» **EXERCISE**
Would you please copy the part of the material below that opens with the line containing "Target: round white table" and closes with the line containing "Task: mark the forearm"? Copy it exactly, and only it.

» **GIVEN DATA**
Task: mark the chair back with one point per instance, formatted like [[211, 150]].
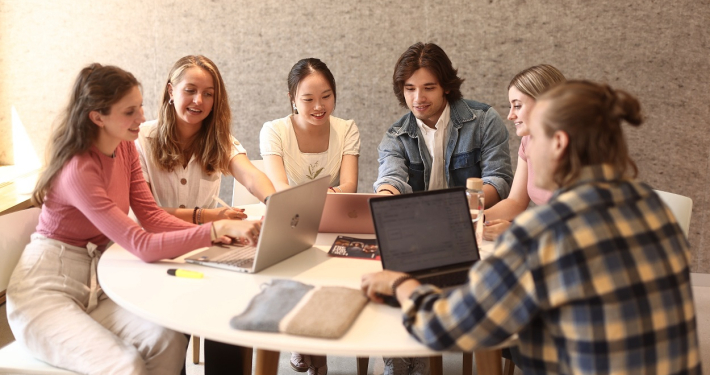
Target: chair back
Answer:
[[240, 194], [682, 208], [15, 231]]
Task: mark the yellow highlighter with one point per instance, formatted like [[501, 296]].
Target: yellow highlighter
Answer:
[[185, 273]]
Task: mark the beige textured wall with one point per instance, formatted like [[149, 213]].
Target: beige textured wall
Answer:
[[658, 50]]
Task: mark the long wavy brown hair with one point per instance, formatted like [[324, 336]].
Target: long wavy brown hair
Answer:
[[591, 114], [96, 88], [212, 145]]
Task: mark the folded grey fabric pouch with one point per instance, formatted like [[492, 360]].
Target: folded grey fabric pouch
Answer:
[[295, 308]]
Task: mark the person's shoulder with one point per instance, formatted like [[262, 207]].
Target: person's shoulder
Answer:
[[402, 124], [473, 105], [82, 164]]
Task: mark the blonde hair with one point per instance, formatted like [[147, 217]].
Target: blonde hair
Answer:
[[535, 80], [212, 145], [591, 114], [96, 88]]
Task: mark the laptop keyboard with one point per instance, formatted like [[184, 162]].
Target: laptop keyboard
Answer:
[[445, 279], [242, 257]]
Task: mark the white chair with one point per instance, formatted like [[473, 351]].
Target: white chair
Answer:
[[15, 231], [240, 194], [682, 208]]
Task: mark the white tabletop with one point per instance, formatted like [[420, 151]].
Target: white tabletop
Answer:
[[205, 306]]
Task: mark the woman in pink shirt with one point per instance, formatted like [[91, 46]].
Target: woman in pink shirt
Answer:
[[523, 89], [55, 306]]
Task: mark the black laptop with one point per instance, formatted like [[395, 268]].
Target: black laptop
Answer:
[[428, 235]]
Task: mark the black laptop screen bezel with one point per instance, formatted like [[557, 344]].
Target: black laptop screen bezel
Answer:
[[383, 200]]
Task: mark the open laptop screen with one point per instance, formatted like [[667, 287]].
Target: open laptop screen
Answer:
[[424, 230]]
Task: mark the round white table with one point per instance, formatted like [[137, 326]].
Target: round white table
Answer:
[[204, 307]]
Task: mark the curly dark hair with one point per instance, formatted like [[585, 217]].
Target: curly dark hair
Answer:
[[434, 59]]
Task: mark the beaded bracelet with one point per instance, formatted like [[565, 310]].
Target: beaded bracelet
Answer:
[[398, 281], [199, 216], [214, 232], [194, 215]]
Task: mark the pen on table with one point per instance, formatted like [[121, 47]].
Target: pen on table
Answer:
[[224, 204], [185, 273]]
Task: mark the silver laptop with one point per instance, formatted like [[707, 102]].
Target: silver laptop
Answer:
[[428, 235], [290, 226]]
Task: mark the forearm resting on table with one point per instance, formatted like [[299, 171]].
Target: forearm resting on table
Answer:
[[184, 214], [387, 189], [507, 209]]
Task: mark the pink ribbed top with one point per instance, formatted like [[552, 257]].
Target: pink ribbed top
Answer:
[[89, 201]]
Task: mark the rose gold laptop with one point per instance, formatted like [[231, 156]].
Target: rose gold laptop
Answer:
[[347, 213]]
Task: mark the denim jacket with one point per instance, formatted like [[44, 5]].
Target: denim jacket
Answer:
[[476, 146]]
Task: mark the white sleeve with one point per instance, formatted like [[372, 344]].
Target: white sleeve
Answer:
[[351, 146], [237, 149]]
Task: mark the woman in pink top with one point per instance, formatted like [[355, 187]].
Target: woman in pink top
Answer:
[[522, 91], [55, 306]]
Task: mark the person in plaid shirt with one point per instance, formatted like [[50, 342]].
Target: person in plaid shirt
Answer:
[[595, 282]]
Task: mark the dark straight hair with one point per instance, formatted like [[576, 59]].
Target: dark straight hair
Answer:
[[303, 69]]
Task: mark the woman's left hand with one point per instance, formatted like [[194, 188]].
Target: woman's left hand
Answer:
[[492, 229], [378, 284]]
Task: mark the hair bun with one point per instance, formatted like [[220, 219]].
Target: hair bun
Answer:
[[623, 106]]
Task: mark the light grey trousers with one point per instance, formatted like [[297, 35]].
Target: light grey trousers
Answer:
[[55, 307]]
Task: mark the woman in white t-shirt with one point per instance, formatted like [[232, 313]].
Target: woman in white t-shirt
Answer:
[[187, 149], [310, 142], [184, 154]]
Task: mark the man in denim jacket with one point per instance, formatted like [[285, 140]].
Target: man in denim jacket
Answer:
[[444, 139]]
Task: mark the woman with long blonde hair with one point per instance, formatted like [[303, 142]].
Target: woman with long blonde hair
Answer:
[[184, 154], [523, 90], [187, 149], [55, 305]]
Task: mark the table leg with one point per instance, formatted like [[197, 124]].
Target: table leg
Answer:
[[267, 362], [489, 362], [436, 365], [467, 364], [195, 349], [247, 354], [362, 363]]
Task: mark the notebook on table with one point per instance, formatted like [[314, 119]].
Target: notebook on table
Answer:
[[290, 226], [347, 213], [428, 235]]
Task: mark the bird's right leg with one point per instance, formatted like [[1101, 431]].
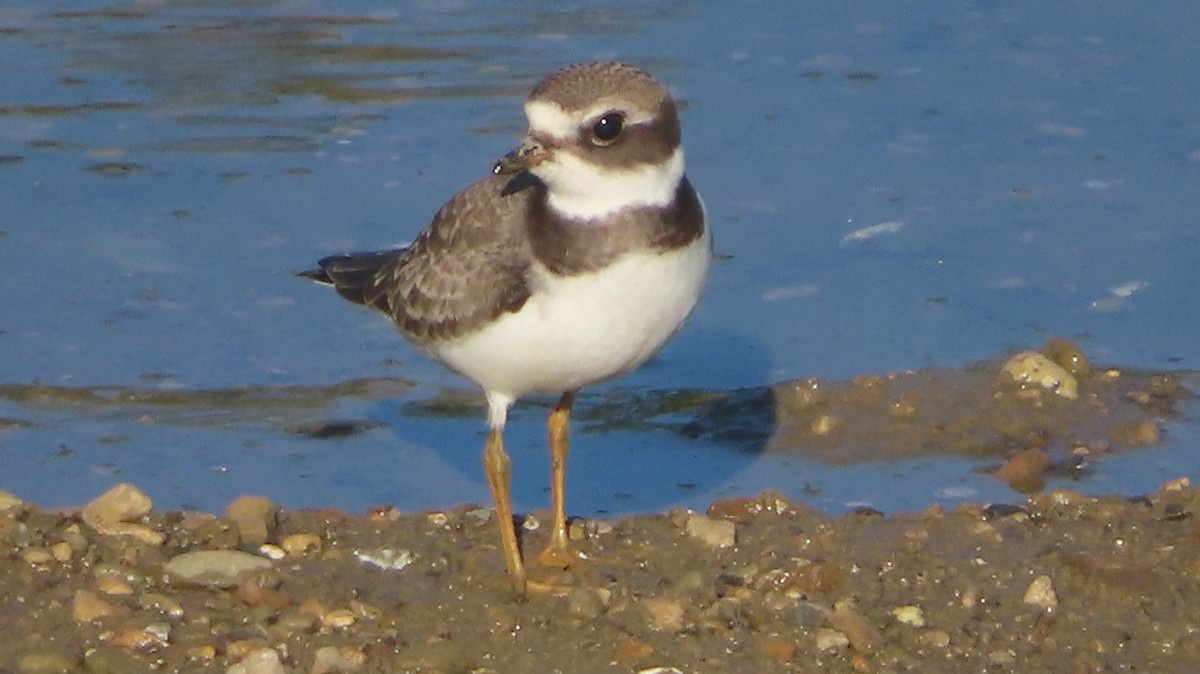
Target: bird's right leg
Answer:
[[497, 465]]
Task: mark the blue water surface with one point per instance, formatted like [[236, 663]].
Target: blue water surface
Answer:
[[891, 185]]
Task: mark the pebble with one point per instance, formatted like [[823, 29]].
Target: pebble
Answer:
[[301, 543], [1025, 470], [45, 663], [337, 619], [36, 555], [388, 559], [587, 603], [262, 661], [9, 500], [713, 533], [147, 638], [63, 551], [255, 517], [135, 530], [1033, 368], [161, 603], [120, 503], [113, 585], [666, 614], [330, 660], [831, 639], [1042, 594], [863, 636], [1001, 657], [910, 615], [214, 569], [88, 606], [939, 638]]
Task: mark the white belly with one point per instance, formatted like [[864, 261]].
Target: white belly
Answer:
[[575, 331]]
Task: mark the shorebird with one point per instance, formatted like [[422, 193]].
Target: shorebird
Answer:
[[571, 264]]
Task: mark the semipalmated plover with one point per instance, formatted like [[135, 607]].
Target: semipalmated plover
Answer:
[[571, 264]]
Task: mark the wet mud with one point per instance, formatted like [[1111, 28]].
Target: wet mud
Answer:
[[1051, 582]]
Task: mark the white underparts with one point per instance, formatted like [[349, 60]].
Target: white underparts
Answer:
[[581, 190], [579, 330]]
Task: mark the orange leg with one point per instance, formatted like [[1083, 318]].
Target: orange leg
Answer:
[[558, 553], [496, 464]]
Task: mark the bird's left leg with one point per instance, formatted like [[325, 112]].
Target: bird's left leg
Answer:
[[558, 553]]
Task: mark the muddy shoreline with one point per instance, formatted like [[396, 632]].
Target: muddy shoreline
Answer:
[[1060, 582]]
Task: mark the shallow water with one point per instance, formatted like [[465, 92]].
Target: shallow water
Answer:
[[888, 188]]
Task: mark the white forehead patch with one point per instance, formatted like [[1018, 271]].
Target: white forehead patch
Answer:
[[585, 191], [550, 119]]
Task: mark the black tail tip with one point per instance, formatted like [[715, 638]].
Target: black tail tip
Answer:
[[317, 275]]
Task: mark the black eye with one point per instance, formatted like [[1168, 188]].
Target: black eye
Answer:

» **SOLVED PROBLEM**
Target: round white table
Answer:
[[204, 307]]
Task: mark the curly dark hair with one point per instance, formatted like [[585, 217]].
Target: curly dark hair
Answer:
[[434, 59]]
Task: mark the beaded bracelet with one point per instance, formatted like [[565, 310]].
Target: beaded bracelet
Answer:
[[398, 281], [199, 216], [214, 232], [194, 215]]
Task: mark the pen on table with one point per instance, formatted like [[121, 47]].
Target: pen on table
Answer:
[[224, 204], [185, 273]]
Task: mark the silver laptop with one point per instance, formatted like [[707, 102]].
Target: silver laptop
Answer:
[[428, 235], [290, 226]]
Task: mark the forearm resting on table with one point per instance, formatted like [[299, 171]].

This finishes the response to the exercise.